YOUR TASK: Copy the entries from the line with "[mark] shower curtain" through the end of the entries, swapping "toilet" for "commode" and leaving everything else unchanged.

——

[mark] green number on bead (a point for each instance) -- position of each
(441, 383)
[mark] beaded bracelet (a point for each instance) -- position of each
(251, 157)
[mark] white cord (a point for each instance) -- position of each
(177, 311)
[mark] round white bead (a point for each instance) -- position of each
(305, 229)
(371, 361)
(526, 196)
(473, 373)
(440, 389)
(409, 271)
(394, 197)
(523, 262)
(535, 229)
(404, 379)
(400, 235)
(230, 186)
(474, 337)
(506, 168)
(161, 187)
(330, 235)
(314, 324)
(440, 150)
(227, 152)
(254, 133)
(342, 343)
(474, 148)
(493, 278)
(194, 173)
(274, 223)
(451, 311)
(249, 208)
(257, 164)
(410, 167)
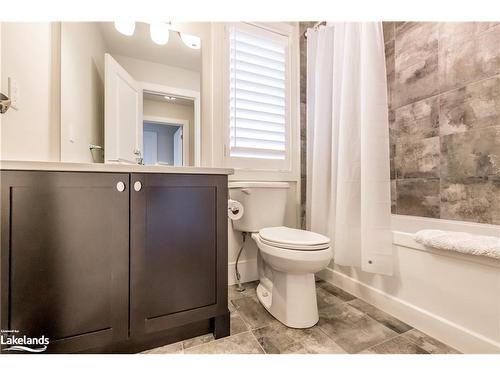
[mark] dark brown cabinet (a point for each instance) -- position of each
(177, 239)
(95, 268)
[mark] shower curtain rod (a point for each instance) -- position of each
(316, 25)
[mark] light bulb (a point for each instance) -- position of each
(125, 27)
(191, 41)
(159, 32)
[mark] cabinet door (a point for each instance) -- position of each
(65, 257)
(178, 250)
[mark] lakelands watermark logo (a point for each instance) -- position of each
(16, 343)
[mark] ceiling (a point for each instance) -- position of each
(140, 46)
(160, 98)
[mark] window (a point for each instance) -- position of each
(259, 123)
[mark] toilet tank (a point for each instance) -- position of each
(264, 204)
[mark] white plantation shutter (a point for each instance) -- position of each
(258, 123)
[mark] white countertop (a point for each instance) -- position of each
(101, 167)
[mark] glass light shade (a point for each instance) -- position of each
(125, 27)
(159, 32)
(191, 41)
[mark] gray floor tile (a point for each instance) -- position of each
(252, 312)
(337, 292)
(199, 340)
(244, 343)
(175, 348)
(250, 287)
(279, 339)
(326, 299)
(428, 343)
(397, 345)
(353, 330)
(237, 324)
(380, 316)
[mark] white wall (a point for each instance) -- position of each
(30, 54)
(82, 91)
(160, 74)
(177, 111)
(452, 297)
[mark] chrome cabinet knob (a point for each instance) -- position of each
(120, 186)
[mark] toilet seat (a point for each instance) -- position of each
(293, 239)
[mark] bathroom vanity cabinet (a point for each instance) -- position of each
(113, 261)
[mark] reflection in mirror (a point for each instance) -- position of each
(150, 79)
(107, 92)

——

TASK RESPONSE:
[mark] shower curtain rod (a point for each instance) -- position of each
(316, 25)
[mark] light bulb (a point for each instance) -- position of each
(125, 27)
(191, 41)
(159, 32)
[mark] cabinet door (a point for each instance) -- position of each
(65, 257)
(178, 250)
[mark] lakelands watermark logo (a point for each instance) -- position of each
(16, 343)
[mark] ceiling (a point for each instance) -- position of each
(140, 46)
(160, 98)
[mark] window (a point for each instance) -- position of each
(259, 123)
[mark] commode tank (a point for each instance) -- position of each
(264, 204)
[mark] white plantation shutter (a point for each instance) -- position of each
(258, 123)
[mark] white countertop (a point for each instance) -- position of each
(101, 167)
[mark] glass light shade (a point for each instance) -- position of each
(125, 27)
(159, 32)
(191, 41)
[mark] gray floor tile (a point for each instance) -- position of each
(252, 312)
(337, 292)
(199, 340)
(244, 343)
(175, 348)
(250, 287)
(279, 339)
(326, 299)
(428, 343)
(397, 345)
(353, 330)
(237, 324)
(380, 316)
[mark] white wall (a point for each instance) -- position of each
(30, 54)
(82, 91)
(160, 74)
(177, 111)
(452, 297)
[mark] chrome cabinet knob (a point for each instance) -- position of each
(120, 186)
[mark] commode seat (a point for each instance) -- position of each
(293, 239)
[mark] bathroom vanity cabinet (a point for each instance) -- position of each
(113, 261)
[mark] reflection in mirror (a point for each instance) -- position of each
(150, 79)
(107, 92)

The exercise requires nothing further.